━━━ SUPPLIED RECORDS

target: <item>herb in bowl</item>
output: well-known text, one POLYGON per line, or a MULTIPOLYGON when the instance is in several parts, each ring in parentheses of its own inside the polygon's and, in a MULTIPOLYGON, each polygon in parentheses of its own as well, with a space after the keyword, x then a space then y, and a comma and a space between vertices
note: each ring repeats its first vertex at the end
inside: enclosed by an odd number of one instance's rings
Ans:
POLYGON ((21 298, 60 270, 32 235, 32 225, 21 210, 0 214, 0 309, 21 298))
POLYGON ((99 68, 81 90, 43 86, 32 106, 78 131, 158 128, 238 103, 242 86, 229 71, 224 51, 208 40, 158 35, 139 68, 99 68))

━━━━━━
━━━ SUPPLIED RECORDS

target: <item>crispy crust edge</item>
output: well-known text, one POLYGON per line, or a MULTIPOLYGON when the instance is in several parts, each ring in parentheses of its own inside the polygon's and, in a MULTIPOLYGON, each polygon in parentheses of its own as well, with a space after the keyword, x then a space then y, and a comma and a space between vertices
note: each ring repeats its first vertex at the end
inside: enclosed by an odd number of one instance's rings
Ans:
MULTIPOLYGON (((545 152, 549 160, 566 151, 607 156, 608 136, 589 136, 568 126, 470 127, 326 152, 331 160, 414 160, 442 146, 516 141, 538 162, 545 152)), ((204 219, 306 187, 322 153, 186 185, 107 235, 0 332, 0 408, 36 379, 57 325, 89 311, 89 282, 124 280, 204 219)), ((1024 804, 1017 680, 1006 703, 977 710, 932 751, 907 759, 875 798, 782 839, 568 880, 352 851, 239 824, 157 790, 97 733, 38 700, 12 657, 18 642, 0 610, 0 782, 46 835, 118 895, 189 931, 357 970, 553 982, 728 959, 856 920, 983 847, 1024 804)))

━━━━━━

### PROBLEM DETAILS
Where in the entries does the word "target" occur? Copy out each line that has it.

### ANSWER TO THIS TASK
target: <item>herb in bowl</item>
target: <item>crispy crust edge</item>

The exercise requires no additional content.